-- begin Supplied entries --
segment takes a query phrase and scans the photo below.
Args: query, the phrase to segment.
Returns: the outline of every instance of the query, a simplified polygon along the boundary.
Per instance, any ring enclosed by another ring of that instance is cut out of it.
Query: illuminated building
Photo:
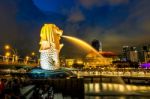
[[[102,51],[102,43],[99,40],[93,40],[91,42],[91,45],[97,51],[100,51],[100,52]]]
[[[143,46],[142,61],[145,63],[150,62],[150,45]]]
[[[89,53],[84,59],[85,68],[96,68],[99,66],[109,66],[112,64],[113,59],[109,57],[103,57],[101,53],[99,55]]]
[[[59,68],[59,52],[62,48],[59,40],[63,31],[54,24],[44,24],[41,29],[40,65],[45,70]]]
[[[130,47],[129,60],[131,62],[138,62],[139,61],[138,51],[137,51],[136,47]]]

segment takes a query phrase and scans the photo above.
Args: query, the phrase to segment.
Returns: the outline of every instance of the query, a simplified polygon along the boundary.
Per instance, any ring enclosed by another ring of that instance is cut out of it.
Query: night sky
[[[44,23],[88,43],[98,39],[103,50],[120,53],[123,45],[150,44],[150,0],[0,0],[1,54],[5,44],[21,55],[38,52]],[[76,47],[62,42],[62,55],[78,55]]]

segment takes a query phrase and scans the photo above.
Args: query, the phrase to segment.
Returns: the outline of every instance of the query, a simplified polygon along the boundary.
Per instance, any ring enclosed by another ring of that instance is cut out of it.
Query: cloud
[[[68,14],[68,15],[69,15],[68,16],[69,22],[77,23],[77,22],[81,22],[81,21],[85,20],[83,13],[79,9],[71,10],[70,14]]]

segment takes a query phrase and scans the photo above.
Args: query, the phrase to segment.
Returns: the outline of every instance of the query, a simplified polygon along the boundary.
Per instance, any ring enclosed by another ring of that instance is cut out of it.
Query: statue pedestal
[[[42,50],[40,54],[40,65],[44,70],[56,70],[59,68],[58,53],[55,49]]]

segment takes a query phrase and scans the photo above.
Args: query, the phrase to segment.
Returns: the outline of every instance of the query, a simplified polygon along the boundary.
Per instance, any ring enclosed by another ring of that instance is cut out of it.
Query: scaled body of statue
[[[63,31],[54,24],[44,24],[41,29],[40,65],[45,70],[59,68],[59,52],[63,46],[60,38]]]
-- end Supplied entries --
▸ **Description of the task**
Render every line of the rows above as a Markdown table with the columns Number and Line, numbering the lines in order and skipping blank ones. Leave the pictures out of the table.

▸ **Written answer**
| Number | Line |
|---|---|
| 1 | segment takes a query phrase and scans the photo below. |
| 2 | Args: query, the phrase to segment. |
| 3 | Returns: the outline of every instance of the query, a simplified polygon along the boundary. |
| 4 | Per instance, any ring enclosed by another ring of that instance is cut out of it. |
| 5 | Query: illuminated building |
| 6 | Photo: |
| 7 | [[[102,51],[102,43],[99,40],[93,40],[91,42],[91,45],[97,51],[100,51],[100,52]]] |
| 8 | [[[143,46],[142,61],[145,63],[150,62],[150,45]]] |
| 9 | [[[89,53],[84,59],[85,68],[96,68],[99,66],[109,66],[112,64],[113,59],[109,57],[103,57],[101,53],[99,55]]] |
| 10 | [[[59,68],[59,52],[62,48],[59,40],[63,31],[54,24],[44,24],[41,29],[40,65],[45,70]]] |
| 11 | [[[130,47],[129,60],[131,62],[138,62],[139,61],[138,51],[137,51],[136,47]]] |
| 12 | segment takes a query phrase and scans the photo above. |
| 13 | Args: query, the phrase to segment. |
| 14 | Returns: the outline of every instance of the query, a simplified polygon along the boundary. |
| 15 | Per instance, any ring enclosed by another ring of that instance is cut out of it. |
| 16 | Query: night sky |
| 17 | [[[44,23],[88,43],[98,39],[103,50],[120,53],[123,45],[150,44],[150,0],[0,0],[1,54],[5,44],[21,55],[38,52]],[[76,47],[62,42],[62,55],[78,55]]] |
| 18 | segment takes a query phrase and scans the photo above. |
| 19 | Args: query, the phrase to segment. |
| 20 | Returns: the outline of every instance of the query, a simplified polygon along the boundary. |
| 21 | Per instance, any ring enclosed by another ring of that instance is cut out of it. |
| 22 | Query: cloud |
| 23 | [[[68,14],[68,15],[69,15],[68,16],[69,22],[77,23],[77,22],[81,22],[81,21],[85,20],[83,13],[79,9],[71,10],[70,14]]] |
| 24 | segment takes a query phrase and scans the photo above. |
| 25 | Args: query, the phrase to segment. |
| 26 | Returns: the outline of every instance of the query, a simplified polygon along the boundary. |
| 27 | Per instance, any ring enclosed by another ring of that instance is cut out of it. |
| 28 | Query: statue pedestal |
| 29 | [[[42,50],[40,54],[40,65],[44,70],[56,70],[59,68],[58,53],[55,49]]] |
| 30 | segment takes a query phrase and scans the photo above. |
| 31 | Args: query, the phrase to segment. |
| 32 | Returns: the outline of every instance of the query, a simplified polygon along the boundary. |
| 33 | Per instance, any ring enclosed by another ring of that instance is cut out of it. |
| 34 | Query: scaled body of statue |
| 35 | [[[63,31],[54,24],[44,24],[41,29],[40,65],[45,70],[59,68],[59,52],[63,46],[60,38]]] |